#### TO BE DONE:
Reproduce the records below, replacing every "Marks" with "Points" and leaving all other text unchanged.

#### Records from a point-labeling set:
-- Start --

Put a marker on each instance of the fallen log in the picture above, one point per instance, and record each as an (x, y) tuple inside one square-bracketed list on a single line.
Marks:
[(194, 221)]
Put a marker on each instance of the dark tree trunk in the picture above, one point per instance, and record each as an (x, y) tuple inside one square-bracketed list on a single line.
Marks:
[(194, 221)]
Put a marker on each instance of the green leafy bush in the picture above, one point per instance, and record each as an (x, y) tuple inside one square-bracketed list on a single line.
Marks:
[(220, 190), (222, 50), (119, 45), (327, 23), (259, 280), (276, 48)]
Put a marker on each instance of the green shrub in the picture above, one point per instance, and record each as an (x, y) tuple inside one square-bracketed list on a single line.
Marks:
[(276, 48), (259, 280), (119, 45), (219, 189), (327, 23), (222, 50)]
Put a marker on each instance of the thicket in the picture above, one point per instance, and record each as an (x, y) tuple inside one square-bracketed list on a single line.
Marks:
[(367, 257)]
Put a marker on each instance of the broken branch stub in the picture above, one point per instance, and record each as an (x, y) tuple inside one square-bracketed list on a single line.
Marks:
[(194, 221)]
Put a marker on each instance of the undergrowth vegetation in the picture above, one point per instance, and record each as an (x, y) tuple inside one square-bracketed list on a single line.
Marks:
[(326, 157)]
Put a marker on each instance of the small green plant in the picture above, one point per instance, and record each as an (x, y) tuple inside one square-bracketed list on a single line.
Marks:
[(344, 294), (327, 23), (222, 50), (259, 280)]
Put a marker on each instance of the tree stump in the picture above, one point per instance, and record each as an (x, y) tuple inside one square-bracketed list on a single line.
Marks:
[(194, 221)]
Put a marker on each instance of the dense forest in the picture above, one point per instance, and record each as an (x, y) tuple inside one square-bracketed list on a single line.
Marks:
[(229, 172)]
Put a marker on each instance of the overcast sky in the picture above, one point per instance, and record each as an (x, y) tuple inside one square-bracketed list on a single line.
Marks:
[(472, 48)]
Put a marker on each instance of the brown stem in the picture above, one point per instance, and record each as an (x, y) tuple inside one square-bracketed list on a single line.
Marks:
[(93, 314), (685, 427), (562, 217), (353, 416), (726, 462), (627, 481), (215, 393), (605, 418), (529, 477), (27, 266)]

-- End --

#### EXERCISE RESPONSE:
Put a marker on each instance of the fallen log in the picture above, one point per instance, and record each as an (x, y) tuple inside one square-bracketed list on a single line.
Points:
[(194, 221)]
Put a marker on each instance of the dark tree trunk in the picture above, one point per instance, and record each as an (x, y) tuple inside one square-bracketed list on a single line.
Points:
[(194, 221)]
Put a marker on each instance of the green leafy bush in the picture above, one point per instance, and record each as an (x, y) tuple inside one square-bracketed list on a single line.
Points:
[(220, 190), (222, 50), (119, 45), (327, 23), (259, 280), (276, 48)]
Put a marker on each instance of the green shrub in the picture above, one point per instance, and record each as an (x, y) tuple inside one square-bracketed list on a single line.
Points:
[(276, 48), (259, 280), (119, 45), (219, 189), (327, 23), (222, 50)]
Put a marker on each instance of the thicket in the picture above, one point per instance, and record each as an (x, y) tuple inside one square-bracketed list on a single line.
Points:
[(367, 257)]
Put a marker on each instance of the broken branch stub in the picture above, one point per instance, and record each as an (x, y) tuple inside one square-bracketed list on a single line.
Points:
[(194, 221)]
Put a marker on each instance of the undergrowth vegetation in the picture above, one point per instance, and record each as an (x, y) tuple inside one square-bracketed list on a single line.
Points:
[(326, 157)]
Put a marker on each instance of the small green plant in the picture above, one point per instance, and record each as an (x, y) tuple inside one square-bracketed list on a single line.
Points:
[(344, 294), (327, 23), (222, 50), (259, 280)]
Put a marker on each instance of the tree stump in the picture above, one point per instance, and record each as an (x, y) tuple inside one square-bracketed list on a single line.
Points:
[(194, 221)]
Put a marker on each instance of the dense forest in the picture above, one point per instance, and record each as an (x, y) tuple inside one square-bracketed list on a single line.
Points:
[(229, 172)]
Put a marker on each instance of the overcast sky in the picture above, one point per instance, and record each as an (x, y) tuple inside one square-bracketed list on a single line.
Points:
[(472, 48)]
Put a marker on each instance of the brown stem in the picture above, one point per instance, and record each as an (x, y) tuple inside one square-bracketed list on a single line.
Points:
[(93, 314), (685, 427), (562, 217), (353, 416), (726, 462), (627, 481), (215, 393), (605, 418), (529, 477), (27, 266)]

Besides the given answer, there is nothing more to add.